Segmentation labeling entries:
========================

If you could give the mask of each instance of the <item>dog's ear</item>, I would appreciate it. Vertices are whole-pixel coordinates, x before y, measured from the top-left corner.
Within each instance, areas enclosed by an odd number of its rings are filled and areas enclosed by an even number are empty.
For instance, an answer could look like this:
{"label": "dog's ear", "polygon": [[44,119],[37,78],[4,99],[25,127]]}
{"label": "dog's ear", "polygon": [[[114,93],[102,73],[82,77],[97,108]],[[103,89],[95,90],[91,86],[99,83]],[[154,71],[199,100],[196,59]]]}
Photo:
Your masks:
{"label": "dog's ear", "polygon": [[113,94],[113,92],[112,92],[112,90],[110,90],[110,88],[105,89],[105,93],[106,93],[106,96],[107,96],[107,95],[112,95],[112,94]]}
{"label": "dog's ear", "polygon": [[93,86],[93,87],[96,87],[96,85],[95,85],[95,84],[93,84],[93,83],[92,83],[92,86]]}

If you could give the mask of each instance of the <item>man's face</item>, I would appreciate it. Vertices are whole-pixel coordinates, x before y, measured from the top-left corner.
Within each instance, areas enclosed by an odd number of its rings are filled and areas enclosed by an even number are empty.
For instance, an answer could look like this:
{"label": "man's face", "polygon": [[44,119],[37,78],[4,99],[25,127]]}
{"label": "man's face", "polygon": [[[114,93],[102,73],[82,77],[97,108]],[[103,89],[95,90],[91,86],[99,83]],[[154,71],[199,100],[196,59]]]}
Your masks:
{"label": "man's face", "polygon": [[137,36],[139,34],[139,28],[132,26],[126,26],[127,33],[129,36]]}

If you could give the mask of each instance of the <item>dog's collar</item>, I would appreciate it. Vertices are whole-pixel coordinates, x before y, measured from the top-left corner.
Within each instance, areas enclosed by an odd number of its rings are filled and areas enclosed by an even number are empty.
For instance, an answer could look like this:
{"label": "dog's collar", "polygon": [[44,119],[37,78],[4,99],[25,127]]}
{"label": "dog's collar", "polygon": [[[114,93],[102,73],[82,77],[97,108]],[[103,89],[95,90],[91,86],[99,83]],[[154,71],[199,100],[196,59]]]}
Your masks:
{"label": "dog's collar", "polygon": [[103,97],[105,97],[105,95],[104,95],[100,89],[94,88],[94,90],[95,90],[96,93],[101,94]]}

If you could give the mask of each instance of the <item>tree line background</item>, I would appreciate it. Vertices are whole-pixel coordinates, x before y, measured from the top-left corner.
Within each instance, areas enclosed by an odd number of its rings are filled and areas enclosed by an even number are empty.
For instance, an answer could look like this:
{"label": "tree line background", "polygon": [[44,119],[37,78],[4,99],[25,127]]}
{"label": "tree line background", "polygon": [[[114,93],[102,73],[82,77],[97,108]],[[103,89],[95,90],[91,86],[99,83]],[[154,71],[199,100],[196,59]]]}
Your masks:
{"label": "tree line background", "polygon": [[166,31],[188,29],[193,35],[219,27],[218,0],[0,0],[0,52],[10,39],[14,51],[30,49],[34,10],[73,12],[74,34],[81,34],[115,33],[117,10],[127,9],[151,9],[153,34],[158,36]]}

========================

- YOUR TASK -
Rewrite all of the lines above, swapping every occurrence of "whole-pixel coordinates" for "integer coordinates" and leaving everything else untouched.

- CORRECT ANSWER -
If you could give the mask of each instance of the <item>dog's ear</item>, I would appreciate it. Vertices are integer coordinates, x before y, measured from the top-left corner.
Within each instance, areas enclosed by an odd number of its rings are filled and areas enclosed by an even number are empty.
For instance, an answer could look like this:
{"label": "dog's ear", "polygon": [[44,119],[37,78],[4,99],[25,127]]}
{"label": "dog's ear", "polygon": [[[114,93],[102,73],[82,77],[97,108]],[[103,89],[95,90],[91,86],[99,83]],[[154,71],[199,100],[196,59]]]}
Photo:
Your masks:
{"label": "dog's ear", "polygon": [[113,94],[113,92],[112,92],[112,90],[110,90],[110,88],[105,89],[105,93],[106,93],[106,96],[107,96],[107,95],[112,95],[112,94]]}
{"label": "dog's ear", "polygon": [[93,86],[93,87],[96,87],[96,85],[95,85],[95,84],[93,84],[93,83],[92,83],[92,86]]}

If you could give the mask of each instance of the <item>man's face</item>, I would appreciate it. Vertices are integer coordinates, x before y, measured from the top-left corner.
Within each instance, areas enclosed by an odd number of its rings are filled and areas enclosed by an even number are empty.
For instance, an answer could look like this:
{"label": "man's face", "polygon": [[44,119],[37,78],[4,99],[25,127]]}
{"label": "man's face", "polygon": [[[114,93],[102,73],[82,77],[97,108]],[[103,89],[95,90],[91,86],[99,83]],[[154,71],[199,100],[196,59]]]}
Your masks:
{"label": "man's face", "polygon": [[137,36],[139,34],[139,28],[132,26],[126,26],[127,33],[129,36]]}

If you could give the mask of each instance of the <item>dog's collar</item>, I would appreciate it. Vertices are integer coordinates, x before y, measured from the top-left corner.
Within each instance, areas enclosed by an odd number of its rings are filled and areas enclosed by an even number are empty.
For instance, an answer could look like this:
{"label": "dog's collar", "polygon": [[44,119],[37,78],[4,99],[25,127]]}
{"label": "dog's collar", "polygon": [[[114,93],[102,73],[82,77],[97,108]],[[103,89],[95,90],[91,86],[99,83]],[[154,71],[199,100],[196,59]]]}
Your masks:
{"label": "dog's collar", "polygon": [[103,97],[105,97],[105,95],[104,95],[100,89],[94,88],[94,90],[95,90],[96,93],[101,94]]}

If you could give the mask of each instance of the <item>tree line background</item>, I would appreciate it. Vertices are integer coordinates, x before y, measured from the top-left corner.
Within each instance, areas enclosed by an odd number of its rings are filled and areas enclosed by an even number are empty.
For instance, an answer could look like this:
{"label": "tree line background", "polygon": [[44,119],[37,78],[4,99],[25,127]]}
{"label": "tree line background", "polygon": [[[114,93],[102,73],[82,77],[97,108]],[[103,89],[95,90],[91,86],[99,83]],[[154,71],[199,100],[196,59]]]}
Your masks:
{"label": "tree line background", "polygon": [[166,31],[188,29],[193,35],[219,27],[218,0],[0,0],[0,52],[10,39],[14,51],[30,49],[34,10],[73,12],[74,34],[81,34],[115,33],[117,10],[127,9],[151,9],[153,34],[158,36]]}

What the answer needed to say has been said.